What is being asked: Do these statements agree with the text on removing leaves below? (a) Where resources go in the plant depends on where light hits it. (b) Training leaves to cover buds had no effect on them. (c) Flower holds a higher concentration of chloroplasts than a leaf. Answer each with yes or no and quote the words that decide it.
Source document START
Maybe the leaves twisting because they are competing for light, but even those are value-added as long as they don't cause condensation or all a pathogen to get a foothold etc.
There is simply no good reason to blindly or ritualistically remove leaves. There should always be a specific reason to remove any 1 leaf, let alone defoliate it.
A plant will quickly shed any leaf that is not value-added. If it keeps the leaf, it's still doing many useful things even if not absorbing much light. Don't believe the bro science nonsense that sounds anything like, "It allows the plant to focus on the flower" or "you need light to hit flower to develop well" -- both of these are total nonsense. the plant absolutely does not shift focus due to cutting leaves off, in fact the opposite will happen unless it's too deep into flowering and vege growth has abated completely - then, you are just left with a plant with too few leaves and it will not reach its potential. The products of photosynthesis are 100% mobile within the plant and apical dominance determines where resources are allocated, not where the light hits. Also, flower is a sex organ with 1/100th the chloroplast concentration of a leaf. Yes, some photosynthesis takes place there, but where it takes place has little to do with allocation and a leaf is 10 to 100 times more effective at photosynthessis than flower - it's a horrible trade to remove a leaf for light to hit a bud. Buds of similar apical dominance will develop similar buds whether shaded or not. For shits and grins I've purposefully trained leaves to cover up buds and it has zero effect - not because i doubted it. It's obvious with a modicum of biology knowledge and testing such an obvious and known thing is not productive or needed. They come out just like any other bud of similar apical dominance. This is a false belief perpetuated ad nauseum by people that don't have a lick of biology knowledge.
Source document END
Supplied material START
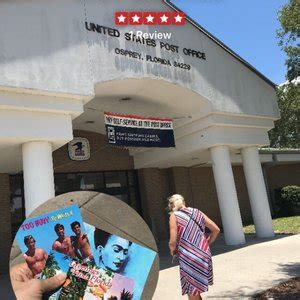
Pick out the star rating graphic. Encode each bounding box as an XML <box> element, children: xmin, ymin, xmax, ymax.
<box><xmin>115</xmin><ymin>11</ymin><xmax>185</xmax><ymax>26</ymax></box>
<box><xmin>129</xmin><ymin>12</ymin><xmax>143</xmax><ymax>25</ymax></box>
<box><xmin>115</xmin><ymin>11</ymin><xmax>128</xmax><ymax>26</ymax></box>
<box><xmin>143</xmin><ymin>12</ymin><xmax>157</xmax><ymax>25</ymax></box>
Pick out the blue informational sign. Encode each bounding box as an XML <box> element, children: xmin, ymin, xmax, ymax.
<box><xmin>104</xmin><ymin>112</ymin><xmax>175</xmax><ymax>148</ymax></box>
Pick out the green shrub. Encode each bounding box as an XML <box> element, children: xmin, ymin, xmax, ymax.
<box><xmin>275</xmin><ymin>185</ymin><xmax>300</xmax><ymax>216</ymax></box>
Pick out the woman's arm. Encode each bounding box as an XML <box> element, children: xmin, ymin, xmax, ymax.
<box><xmin>203</xmin><ymin>214</ymin><xmax>220</xmax><ymax>245</ymax></box>
<box><xmin>169</xmin><ymin>213</ymin><xmax>177</xmax><ymax>255</ymax></box>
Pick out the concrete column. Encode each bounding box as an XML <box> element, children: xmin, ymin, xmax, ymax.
<box><xmin>0</xmin><ymin>174</ymin><xmax>11</xmax><ymax>278</ymax></box>
<box><xmin>22</xmin><ymin>142</ymin><xmax>55</xmax><ymax>216</ymax></box>
<box><xmin>210</xmin><ymin>146</ymin><xmax>245</xmax><ymax>245</ymax></box>
<box><xmin>242</xmin><ymin>147</ymin><xmax>274</xmax><ymax>237</ymax></box>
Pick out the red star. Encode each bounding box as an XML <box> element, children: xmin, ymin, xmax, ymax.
<box><xmin>129</xmin><ymin>12</ymin><xmax>143</xmax><ymax>25</ymax></box>
<box><xmin>115</xmin><ymin>11</ymin><xmax>129</xmax><ymax>26</ymax></box>
<box><xmin>172</xmin><ymin>12</ymin><xmax>185</xmax><ymax>25</ymax></box>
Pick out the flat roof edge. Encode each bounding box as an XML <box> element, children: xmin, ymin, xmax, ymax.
<box><xmin>162</xmin><ymin>0</ymin><xmax>277</xmax><ymax>89</ymax></box>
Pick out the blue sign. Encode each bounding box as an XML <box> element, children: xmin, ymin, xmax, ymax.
<box><xmin>104</xmin><ymin>113</ymin><xmax>175</xmax><ymax>148</ymax></box>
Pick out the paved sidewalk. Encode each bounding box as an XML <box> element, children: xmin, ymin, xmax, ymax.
<box><xmin>153</xmin><ymin>235</ymin><xmax>300</xmax><ymax>300</ymax></box>
<box><xmin>0</xmin><ymin>235</ymin><xmax>300</xmax><ymax>300</ymax></box>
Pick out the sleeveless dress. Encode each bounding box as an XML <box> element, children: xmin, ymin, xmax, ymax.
<box><xmin>174</xmin><ymin>207</ymin><xmax>213</xmax><ymax>296</ymax></box>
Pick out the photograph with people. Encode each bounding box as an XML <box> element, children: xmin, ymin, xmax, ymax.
<box><xmin>84</xmin><ymin>223</ymin><xmax>157</xmax><ymax>300</ymax></box>
<box><xmin>16</xmin><ymin>205</ymin><xmax>86</xmax><ymax>275</ymax></box>
<box><xmin>23</xmin><ymin>235</ymin><xmax>48</xmax><ymax>277</ymax></box>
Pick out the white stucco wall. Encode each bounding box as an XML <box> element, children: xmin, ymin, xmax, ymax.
<box><xmin>0</xmin><ymin>0</ymin><xmax>278</xmax><ymax>118</ymax></box>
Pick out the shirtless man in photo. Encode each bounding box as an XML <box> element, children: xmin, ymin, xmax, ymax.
<box><xmin>71</xmin><ymin>221</ymin><xmax>95</xmax><ymax>263</ymax></box>
<box><xmin>52</xmin><ymin>224</ymin><xmax>76</xmax><ymax>257</ymax></box>
<box><xmin>23</xmin><ymin>235</ymin><xmax>48</xmax><ymax>276</ymax></box>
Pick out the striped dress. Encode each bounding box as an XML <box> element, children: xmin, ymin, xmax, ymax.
<box><xmin>174</xmin><ymin>207</ymin><xmax>213</xmax><ymax>296</ymax></box>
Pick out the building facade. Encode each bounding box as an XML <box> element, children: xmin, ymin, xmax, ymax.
<box><xmin>0</xmin><ymin>0</ymin><xmax>299</xmax><ymax>274</ymax></box>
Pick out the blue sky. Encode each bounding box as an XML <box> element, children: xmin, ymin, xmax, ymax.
<box><xmin>172</xmin><ymin>0</ymin><xmax>288</xmax><ymax>84</ymax></box>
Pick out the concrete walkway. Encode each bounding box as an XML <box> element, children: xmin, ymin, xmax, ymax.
<box><xmin>153</xmin><ymin>235</ymin><xmax>300</xmax><ymax>300</ymax></box>
<box><xmin>0</xmin><ymin>235</ymin><xmax>300</xmax><ymax>300</ymax></box>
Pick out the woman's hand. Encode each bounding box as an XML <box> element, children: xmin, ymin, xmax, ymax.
<box><xmin>169</xmin><ymin>214</ymin><xmax>177</xmax><ymax>255</ymax></box>
<box><xmin>10</xmin><ymin>263</ymin><xmax>66</xmax><ymax>300</ymax></box>
<box><xmin>169</xmin><ymin>243</ymin><xmax>177</xmax><ymax>256</ymax></box>
<box><xmin>203</xmin><ymin>214</ymin><xmax>220</xmax><ymax>245</ymax></box>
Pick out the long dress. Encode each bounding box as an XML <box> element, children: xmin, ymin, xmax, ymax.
<box><xmin>174</xmin><ymin>207</ymin><xmax>213</xmax><ymax>296</ymax></box>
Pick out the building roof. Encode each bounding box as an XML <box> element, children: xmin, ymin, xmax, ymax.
<box><xmin>163</xmin><ymin>0</ymin><xmax>277</xmax><ymax>89</ymax></box>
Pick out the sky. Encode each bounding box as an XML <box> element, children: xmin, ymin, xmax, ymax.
<box><xmin>172</xmin><ymin>0</ymin><xmax>288</xmax><ymax>84</ymax></box>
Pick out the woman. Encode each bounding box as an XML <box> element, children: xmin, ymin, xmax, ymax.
<box><xmin>168</xmin><ymin>194</ymin><xmax>220</xmax><ymax>300</ymax></box>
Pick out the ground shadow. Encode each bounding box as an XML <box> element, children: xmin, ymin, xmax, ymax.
<box><xmin>158</xmin><ymin>234</ymin><xmax>292</xmax><ymax>270</ymax></box>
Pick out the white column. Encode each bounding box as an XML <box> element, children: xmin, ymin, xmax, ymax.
<box><xmin>210</xmin><ymin>146</ymin><xmax>245</xmax><ymax>245</ymax></box>
<box><xmin>22</xmin><ymin>142</ymin><xmax>55</xmax><ymax>216</ymax></box>
<box><xmin>242</xmin><ymin>147</ymin><xmax>274</xmax><ymax>237</ymax></box>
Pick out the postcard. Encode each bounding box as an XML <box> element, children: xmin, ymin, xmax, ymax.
<box><xmin>84</xmin><ymin>223</ymin><xmax>157</xmax><ymax>300</ymax></box>
<box><xmin>41</xmin><ymin>251</ymin><xmax>134</xmax><ymax>300</ymax></box>
<box><xmin>16</xmin><ymin>205</ymin><xmax>94</xmax><ymax>277</ymax></box>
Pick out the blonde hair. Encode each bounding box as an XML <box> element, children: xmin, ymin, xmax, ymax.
<box><xmin>168</xmin><ymin>194</ymin><xmax>185</xmax><ymax>211</ymax></box>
Supplied material END
Task solution:
(a) No: "apical dominance determines where resources are allocated, not where the light hits"
(b) Yes: "I've purposefully trained leaves to cover up buds and it has zero effect"
(c) No: "flower is a sex organ with 1/100th the chloroplast concentration of a leaf"